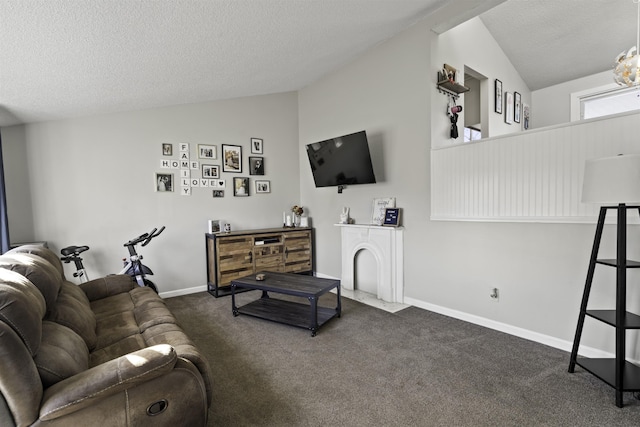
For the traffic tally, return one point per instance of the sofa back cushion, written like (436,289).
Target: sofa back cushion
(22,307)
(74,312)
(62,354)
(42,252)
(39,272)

☆ ☆ ☆ ☆ ☆ ☆ ☆

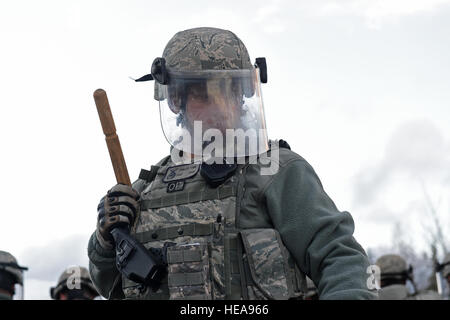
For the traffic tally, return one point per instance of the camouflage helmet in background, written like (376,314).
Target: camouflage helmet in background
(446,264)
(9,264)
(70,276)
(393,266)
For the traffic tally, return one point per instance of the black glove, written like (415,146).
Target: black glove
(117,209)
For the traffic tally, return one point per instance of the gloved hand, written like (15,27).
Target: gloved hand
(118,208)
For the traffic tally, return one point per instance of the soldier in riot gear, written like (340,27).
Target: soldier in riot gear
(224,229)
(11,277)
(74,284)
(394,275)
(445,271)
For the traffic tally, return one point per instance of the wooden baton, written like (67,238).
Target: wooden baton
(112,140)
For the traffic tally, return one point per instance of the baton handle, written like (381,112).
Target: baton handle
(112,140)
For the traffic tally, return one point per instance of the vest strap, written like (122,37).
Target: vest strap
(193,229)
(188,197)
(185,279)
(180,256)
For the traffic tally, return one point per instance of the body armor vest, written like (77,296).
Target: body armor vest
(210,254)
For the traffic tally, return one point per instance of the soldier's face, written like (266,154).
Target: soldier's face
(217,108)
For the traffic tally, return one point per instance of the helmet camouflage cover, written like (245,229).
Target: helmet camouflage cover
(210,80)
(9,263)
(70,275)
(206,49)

☆ ☆ ☆ ☆ ☆ ☆ ☆

任务要求:
统计记录中含有字符串“background”的行数，区分大小写，只写出数字。

作答结果:
2